▸ Text to read:
[BEGIN]

Things to consider about Measure B
Hotel taxes for unincorporated areas of Santa Cruz County are now higher than Carmel’s at 10% and the same as the City of Santa Cruz’s at 11%. If raised to 12%, Santa Cruz County’s tax rate would be equal to those in Capitola, Watsonville and Monterey.
Santa Cruz County’s hotel tax is now on par with many nearby counties and cities. Measure B would raise it to 12%. (County of Santa Cruz)
Some Santa Cruz County residents pay to stay at vacation rentals in the county, so they would pay a higher tax.
If the measure is adopted, the tax would be paid by visitors of hotels, motels, inns and vacation rentals in unincorporated areas of Santa Cruz County.
If the tax rate for hotels, motels, and inns were raised to 12% from 11% on Jan. 1, county leaders estimate that it would add about $160,000 in revenue in the first year and add $440,000 to prior hotel tax revenue for the county’s fiscal year 2023-24, according to a county staff report. The fiscal year starts July 1.
For vacation rental properties, the tax would rise to 14% from 11% and generate about $700,000 in the first year and add $1.9 million to the prior vacation-rental tax base for the county’s fiscal year 2023-24, according to a county staff report.

[END]

▸ Work to be completed: Go on with the text about Measure B, starting after its last sentence. The entries that follow are separate material, unrelated to the text on Measure B.

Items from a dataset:
[BEGIN]

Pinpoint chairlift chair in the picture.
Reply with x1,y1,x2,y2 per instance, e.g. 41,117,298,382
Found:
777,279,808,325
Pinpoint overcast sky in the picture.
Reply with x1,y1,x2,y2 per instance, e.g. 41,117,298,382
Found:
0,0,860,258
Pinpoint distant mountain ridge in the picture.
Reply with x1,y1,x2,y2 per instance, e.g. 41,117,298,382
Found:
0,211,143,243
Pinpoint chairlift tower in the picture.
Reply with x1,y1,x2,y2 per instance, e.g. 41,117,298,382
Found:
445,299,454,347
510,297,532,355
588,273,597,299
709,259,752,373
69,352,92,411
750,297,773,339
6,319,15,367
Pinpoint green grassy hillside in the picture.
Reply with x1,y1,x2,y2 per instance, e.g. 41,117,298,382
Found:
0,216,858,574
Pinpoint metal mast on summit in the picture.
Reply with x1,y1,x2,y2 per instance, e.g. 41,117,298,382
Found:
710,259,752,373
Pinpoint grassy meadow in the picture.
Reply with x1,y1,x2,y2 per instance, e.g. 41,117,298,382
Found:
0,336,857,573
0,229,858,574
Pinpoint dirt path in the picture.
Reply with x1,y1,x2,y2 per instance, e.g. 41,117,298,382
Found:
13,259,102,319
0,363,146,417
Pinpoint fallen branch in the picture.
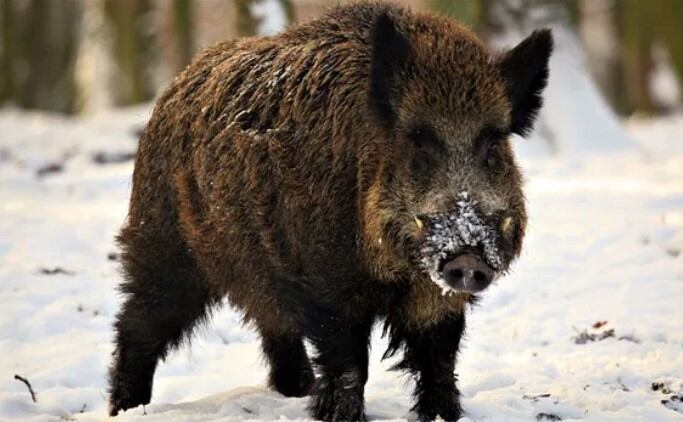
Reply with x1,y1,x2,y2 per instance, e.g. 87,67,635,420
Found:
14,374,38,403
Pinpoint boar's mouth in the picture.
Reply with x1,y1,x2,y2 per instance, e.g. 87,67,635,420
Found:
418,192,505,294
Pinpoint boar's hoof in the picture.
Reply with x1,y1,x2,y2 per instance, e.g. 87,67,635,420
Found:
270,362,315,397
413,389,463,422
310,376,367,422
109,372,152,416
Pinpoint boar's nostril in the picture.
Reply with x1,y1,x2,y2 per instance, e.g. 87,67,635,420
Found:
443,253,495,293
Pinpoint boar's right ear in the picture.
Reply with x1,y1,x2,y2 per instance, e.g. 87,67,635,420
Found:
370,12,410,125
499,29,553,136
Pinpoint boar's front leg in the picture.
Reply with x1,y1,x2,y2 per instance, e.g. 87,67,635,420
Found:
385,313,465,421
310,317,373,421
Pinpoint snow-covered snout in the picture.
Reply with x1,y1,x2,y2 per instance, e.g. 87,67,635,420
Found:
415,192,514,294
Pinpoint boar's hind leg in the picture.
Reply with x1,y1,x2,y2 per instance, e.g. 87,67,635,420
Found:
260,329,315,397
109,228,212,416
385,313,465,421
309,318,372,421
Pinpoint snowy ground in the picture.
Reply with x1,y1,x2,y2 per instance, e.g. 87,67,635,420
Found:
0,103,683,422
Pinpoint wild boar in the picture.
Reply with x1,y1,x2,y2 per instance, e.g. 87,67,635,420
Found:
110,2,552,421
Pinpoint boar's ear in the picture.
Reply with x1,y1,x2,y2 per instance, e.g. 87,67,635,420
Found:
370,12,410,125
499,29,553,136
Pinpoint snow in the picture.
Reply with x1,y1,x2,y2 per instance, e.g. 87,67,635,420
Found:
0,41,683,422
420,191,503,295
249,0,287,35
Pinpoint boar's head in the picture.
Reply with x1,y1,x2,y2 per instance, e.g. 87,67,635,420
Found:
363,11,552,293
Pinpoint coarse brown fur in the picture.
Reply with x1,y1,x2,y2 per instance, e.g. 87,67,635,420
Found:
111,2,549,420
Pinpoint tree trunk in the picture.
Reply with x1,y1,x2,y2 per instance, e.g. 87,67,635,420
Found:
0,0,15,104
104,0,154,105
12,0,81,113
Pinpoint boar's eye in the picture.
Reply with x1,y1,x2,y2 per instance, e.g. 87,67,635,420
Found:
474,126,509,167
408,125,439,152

[END]
[BEGIN]

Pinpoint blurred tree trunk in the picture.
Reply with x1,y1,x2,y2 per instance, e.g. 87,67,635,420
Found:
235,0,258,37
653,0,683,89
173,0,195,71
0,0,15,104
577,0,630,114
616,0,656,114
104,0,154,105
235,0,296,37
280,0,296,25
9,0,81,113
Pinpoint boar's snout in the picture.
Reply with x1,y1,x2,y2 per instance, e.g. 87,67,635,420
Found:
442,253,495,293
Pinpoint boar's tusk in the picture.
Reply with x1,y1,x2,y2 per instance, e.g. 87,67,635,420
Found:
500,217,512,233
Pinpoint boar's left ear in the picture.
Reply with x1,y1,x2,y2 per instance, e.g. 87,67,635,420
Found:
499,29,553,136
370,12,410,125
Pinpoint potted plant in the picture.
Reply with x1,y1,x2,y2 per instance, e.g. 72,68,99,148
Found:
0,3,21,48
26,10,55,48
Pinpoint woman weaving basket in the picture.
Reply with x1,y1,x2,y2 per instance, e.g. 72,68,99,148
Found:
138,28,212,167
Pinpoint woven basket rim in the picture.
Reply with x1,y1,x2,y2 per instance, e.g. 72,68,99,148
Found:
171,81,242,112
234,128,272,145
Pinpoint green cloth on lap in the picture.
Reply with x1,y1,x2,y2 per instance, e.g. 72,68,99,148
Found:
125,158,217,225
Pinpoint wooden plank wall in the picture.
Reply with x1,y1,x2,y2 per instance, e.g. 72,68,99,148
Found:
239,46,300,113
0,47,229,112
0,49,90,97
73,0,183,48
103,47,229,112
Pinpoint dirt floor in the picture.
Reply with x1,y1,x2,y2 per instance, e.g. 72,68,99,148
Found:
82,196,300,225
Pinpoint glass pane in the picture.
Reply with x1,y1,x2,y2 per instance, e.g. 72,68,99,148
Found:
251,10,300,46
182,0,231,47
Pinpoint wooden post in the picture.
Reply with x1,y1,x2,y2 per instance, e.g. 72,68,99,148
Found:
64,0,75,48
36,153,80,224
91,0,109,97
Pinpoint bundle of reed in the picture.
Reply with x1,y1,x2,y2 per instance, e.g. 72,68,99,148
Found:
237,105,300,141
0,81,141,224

[END]

▸ Output for this task:
Proponents of Measure B have said that all the money from the tax hike will stay in Santa Cruz County and by law, none can be taken from the state.
Opponents of Measure B argue the money taken from the tax hike are not directed toward specific services. That is accurate. The text of Measure B does not specify what the money will be used for. The county resolution on Measure B states that the money will be used for “general purposes in order to continue funding essential public services including wildfire prevention, emergency response/recovery, street repair, public/mental health services, homelessness programs, and affordable housing.”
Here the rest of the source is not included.